-- Exercise input start --

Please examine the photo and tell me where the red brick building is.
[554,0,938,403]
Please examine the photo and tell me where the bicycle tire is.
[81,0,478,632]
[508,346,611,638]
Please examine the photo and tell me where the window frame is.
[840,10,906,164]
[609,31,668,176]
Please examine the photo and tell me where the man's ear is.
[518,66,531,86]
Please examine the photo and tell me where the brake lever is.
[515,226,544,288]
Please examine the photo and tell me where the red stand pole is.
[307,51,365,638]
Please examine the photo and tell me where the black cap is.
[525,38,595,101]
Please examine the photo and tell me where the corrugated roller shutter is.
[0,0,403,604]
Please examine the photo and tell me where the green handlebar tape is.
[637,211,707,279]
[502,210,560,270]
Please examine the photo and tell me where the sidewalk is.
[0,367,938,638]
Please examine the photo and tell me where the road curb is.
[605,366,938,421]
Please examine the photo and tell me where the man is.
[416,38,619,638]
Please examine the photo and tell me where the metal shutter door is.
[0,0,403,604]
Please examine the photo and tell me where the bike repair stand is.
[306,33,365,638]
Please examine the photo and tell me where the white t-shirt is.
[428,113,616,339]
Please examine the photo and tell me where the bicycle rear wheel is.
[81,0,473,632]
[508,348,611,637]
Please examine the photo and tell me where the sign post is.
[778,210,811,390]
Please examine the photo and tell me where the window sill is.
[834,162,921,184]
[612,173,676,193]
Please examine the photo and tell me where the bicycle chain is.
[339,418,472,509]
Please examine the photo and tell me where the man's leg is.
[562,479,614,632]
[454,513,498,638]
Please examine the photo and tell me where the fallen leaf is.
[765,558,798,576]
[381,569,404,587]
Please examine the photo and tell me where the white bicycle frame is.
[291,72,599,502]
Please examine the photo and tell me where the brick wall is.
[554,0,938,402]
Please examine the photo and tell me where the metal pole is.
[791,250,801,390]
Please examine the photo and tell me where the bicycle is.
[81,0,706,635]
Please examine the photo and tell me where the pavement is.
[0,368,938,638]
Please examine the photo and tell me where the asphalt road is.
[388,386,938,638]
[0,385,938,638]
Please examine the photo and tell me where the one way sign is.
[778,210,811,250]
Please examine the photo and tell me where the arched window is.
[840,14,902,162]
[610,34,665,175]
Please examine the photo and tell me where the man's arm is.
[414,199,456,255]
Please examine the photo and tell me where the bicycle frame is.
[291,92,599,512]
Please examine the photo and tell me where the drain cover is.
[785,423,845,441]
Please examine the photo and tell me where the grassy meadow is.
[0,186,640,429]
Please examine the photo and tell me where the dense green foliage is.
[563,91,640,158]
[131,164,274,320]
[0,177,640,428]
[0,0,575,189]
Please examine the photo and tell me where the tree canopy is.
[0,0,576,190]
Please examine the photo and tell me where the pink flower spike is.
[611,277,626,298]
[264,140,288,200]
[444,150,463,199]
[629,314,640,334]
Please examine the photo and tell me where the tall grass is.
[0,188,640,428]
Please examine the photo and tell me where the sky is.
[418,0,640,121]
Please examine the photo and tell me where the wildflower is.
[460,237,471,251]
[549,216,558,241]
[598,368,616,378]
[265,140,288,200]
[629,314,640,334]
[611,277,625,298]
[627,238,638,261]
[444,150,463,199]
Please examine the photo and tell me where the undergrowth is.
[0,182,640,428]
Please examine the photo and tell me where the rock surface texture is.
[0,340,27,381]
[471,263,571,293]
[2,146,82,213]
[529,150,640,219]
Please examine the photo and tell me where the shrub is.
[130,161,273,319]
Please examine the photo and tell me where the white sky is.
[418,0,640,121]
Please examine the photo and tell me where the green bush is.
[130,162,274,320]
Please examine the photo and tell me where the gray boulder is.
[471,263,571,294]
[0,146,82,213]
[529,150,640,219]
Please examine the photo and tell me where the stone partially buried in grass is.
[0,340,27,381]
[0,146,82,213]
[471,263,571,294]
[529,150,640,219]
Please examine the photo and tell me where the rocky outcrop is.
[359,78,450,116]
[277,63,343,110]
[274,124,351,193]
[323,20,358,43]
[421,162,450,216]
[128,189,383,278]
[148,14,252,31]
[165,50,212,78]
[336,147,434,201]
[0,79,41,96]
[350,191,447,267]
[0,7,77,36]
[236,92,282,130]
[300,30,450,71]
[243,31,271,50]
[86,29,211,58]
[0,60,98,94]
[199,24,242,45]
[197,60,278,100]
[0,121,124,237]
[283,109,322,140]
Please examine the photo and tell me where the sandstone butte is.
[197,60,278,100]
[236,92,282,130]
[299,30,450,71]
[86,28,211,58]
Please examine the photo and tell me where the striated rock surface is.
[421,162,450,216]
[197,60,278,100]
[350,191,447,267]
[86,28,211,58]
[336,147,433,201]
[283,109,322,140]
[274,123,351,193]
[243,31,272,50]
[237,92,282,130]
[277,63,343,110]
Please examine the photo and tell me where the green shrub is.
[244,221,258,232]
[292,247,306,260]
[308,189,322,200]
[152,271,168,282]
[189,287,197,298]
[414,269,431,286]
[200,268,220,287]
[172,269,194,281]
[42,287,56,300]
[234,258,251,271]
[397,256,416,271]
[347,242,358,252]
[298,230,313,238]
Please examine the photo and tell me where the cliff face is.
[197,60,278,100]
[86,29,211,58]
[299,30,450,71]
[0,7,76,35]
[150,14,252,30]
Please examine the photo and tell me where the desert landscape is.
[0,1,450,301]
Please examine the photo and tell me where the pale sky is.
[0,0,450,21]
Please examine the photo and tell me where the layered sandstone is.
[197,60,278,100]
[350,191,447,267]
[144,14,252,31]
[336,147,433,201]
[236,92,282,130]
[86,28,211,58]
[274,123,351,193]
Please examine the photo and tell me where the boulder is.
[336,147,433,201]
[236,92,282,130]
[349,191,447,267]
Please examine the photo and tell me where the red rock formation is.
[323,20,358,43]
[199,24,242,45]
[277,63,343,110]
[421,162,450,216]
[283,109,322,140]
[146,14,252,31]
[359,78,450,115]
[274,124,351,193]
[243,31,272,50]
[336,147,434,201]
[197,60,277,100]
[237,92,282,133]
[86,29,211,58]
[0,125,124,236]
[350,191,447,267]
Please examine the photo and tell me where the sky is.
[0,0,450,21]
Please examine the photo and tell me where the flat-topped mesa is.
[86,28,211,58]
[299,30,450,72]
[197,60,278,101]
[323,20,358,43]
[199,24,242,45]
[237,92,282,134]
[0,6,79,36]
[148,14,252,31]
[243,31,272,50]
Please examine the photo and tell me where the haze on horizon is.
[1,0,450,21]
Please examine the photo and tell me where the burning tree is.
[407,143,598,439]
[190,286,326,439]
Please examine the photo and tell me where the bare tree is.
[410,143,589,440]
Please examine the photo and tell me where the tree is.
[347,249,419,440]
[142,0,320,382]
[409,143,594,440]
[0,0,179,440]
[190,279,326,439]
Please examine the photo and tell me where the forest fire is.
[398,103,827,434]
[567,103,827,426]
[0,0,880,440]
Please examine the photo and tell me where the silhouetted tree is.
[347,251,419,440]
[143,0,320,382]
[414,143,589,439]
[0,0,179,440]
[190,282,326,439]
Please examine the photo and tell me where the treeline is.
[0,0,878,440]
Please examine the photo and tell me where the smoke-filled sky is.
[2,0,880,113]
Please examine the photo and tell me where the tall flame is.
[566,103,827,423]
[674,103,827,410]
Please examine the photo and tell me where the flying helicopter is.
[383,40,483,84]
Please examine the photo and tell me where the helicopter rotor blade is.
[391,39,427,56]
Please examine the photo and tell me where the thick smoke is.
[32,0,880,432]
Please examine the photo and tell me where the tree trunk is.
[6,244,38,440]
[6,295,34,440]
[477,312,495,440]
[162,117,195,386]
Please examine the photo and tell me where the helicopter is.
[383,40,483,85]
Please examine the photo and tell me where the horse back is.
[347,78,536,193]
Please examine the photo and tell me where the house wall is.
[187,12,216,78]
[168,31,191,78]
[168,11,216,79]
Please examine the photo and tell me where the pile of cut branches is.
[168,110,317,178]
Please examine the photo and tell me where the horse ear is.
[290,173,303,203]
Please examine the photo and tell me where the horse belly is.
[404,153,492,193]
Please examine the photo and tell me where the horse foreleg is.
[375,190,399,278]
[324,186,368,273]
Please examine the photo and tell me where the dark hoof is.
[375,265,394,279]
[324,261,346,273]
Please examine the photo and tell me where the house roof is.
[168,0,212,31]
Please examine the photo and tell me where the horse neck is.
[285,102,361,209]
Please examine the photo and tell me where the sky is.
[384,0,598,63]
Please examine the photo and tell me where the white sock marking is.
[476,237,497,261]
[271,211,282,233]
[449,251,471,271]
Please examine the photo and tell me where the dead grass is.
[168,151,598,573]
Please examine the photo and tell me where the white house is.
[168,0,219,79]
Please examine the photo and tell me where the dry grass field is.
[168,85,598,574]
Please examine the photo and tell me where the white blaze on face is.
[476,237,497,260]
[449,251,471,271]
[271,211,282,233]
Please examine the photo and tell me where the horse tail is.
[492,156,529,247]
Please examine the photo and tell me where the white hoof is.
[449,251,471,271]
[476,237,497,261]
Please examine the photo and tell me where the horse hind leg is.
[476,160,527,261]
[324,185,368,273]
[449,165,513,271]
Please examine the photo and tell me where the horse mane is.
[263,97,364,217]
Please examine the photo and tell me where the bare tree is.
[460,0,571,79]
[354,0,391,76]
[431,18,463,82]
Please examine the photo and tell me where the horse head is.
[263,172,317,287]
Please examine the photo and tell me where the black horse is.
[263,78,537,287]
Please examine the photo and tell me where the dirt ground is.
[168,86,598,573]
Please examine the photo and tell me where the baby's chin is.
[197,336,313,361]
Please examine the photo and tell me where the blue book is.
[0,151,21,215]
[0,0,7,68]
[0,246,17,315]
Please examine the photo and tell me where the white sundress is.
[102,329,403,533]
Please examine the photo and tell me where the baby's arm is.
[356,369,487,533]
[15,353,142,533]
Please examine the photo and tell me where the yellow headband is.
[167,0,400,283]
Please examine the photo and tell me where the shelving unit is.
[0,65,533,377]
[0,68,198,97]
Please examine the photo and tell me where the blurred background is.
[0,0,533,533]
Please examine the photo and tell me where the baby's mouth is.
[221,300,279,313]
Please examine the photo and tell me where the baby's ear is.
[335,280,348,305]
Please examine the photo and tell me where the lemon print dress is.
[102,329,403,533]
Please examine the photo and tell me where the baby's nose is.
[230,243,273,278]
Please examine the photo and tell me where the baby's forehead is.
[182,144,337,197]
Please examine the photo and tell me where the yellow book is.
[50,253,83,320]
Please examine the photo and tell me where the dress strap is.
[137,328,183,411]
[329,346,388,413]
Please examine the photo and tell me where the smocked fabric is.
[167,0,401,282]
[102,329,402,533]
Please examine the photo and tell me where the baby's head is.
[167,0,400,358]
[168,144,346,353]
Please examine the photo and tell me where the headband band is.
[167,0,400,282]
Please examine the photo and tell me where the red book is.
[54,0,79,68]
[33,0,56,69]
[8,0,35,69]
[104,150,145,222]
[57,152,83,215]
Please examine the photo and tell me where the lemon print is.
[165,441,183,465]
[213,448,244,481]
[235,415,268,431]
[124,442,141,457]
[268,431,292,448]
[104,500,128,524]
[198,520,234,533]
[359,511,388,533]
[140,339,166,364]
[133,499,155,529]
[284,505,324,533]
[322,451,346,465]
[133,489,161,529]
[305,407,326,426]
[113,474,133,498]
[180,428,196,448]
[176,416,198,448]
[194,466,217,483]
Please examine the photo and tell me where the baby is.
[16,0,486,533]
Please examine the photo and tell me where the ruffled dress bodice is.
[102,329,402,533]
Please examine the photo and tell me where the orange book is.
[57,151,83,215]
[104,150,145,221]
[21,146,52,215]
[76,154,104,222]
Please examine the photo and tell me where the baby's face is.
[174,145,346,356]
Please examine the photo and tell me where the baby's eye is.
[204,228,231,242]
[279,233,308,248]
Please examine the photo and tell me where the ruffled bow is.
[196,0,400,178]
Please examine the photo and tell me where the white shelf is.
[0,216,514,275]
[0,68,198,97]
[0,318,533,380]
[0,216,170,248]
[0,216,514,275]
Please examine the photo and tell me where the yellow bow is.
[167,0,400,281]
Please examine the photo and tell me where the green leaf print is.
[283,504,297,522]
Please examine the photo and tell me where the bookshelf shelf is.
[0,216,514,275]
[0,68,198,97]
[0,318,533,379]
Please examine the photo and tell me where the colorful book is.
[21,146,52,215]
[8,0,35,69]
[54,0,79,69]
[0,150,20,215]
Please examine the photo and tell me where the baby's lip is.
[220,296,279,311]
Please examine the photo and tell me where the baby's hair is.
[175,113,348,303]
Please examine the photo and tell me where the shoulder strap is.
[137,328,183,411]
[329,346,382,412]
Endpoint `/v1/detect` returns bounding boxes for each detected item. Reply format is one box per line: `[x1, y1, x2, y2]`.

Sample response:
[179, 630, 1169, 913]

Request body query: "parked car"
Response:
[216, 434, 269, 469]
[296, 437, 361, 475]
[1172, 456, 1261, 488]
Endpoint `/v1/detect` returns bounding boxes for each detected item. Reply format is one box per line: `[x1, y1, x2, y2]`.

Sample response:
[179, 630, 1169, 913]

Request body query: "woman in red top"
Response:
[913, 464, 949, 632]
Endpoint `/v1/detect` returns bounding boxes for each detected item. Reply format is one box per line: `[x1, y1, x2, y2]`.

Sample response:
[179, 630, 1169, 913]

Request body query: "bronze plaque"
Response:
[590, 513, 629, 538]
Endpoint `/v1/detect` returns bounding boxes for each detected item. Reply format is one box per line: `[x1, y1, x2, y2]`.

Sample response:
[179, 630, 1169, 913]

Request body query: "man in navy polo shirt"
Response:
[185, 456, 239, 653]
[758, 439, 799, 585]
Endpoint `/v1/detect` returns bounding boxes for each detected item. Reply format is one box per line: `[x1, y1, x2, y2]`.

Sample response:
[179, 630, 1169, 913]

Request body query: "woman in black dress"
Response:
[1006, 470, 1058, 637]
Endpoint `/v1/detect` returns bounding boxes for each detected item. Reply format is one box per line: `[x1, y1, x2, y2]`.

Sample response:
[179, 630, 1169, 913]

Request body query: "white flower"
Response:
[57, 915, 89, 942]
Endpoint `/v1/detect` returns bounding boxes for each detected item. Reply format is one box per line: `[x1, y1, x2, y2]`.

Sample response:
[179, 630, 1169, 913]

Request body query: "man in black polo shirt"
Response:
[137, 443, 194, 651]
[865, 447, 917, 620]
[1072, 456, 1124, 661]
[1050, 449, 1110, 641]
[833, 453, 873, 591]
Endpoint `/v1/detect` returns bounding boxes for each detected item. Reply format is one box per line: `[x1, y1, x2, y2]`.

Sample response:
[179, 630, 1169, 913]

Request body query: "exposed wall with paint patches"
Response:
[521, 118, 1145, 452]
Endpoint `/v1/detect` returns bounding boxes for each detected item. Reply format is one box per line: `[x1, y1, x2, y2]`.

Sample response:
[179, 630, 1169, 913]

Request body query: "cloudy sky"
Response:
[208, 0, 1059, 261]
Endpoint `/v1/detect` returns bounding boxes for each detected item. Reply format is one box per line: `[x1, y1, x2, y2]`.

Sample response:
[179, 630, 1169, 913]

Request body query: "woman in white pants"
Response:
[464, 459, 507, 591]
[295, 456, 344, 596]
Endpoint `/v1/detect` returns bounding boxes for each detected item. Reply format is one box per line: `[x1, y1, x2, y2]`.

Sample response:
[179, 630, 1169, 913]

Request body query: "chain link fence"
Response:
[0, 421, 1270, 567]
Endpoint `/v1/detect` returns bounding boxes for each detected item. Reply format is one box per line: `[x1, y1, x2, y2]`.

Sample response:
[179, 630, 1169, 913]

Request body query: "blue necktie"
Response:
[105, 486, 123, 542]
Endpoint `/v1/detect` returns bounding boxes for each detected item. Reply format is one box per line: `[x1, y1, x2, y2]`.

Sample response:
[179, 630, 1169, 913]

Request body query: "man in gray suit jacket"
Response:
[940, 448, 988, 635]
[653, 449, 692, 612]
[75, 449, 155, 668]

-- Exercise input end --

Please copy out only the lines of the listing from the one containing "Please examine the photo and tell me where the white shelf" through the one containing "[1172, 456, 1261, 488]", swapping each "examine" for "inspect" and changing nothing else.

▶ **Finished task**
Please inspect the photo and tell me where the white shelf is.
[0,216,514,275]
[0,68,198,97]
[0,318,533,380]
[0,216,170,248]
[0,216,514,275]
Please inspect the photo and tell me where the yellow bow is.
[167,0,400,281]
Please inspect the photo and tell me where the green leaf print is.
[283,504,297,522]
Please inspect the photo and tell me where the bookshelf shelf is.
[0,216,514,275]
[0,68,198,97]
[0,318,533,379]
Please inspect the photo and tell me where the colorful book is.
[21,146,52,215]
[8,0,35,69]
[54,0,79,69]
[0,150,20,215]
Please inspect the photo and tell me where the baby's lip is.
[220,296,279,311]
Please inspect the photo and tell me where the baby's hair is.
[175,113,348,303]
Please inspect the photo and tell me where the shoulder strap is.
[137,328,183,411]
[329,346,382,412]
Endpoint `/v1/detect` returns bounding boxes for each detected item. Reply format is one box per line: `[x1, y1, x2, y2]`.

Sample response:
[179, 630, 1169, 913]

Request body query: "parked car"
Response:
[216, 434, 269, 469]
[296, 437, 361, 475]
[1172, 456, 1261, 488]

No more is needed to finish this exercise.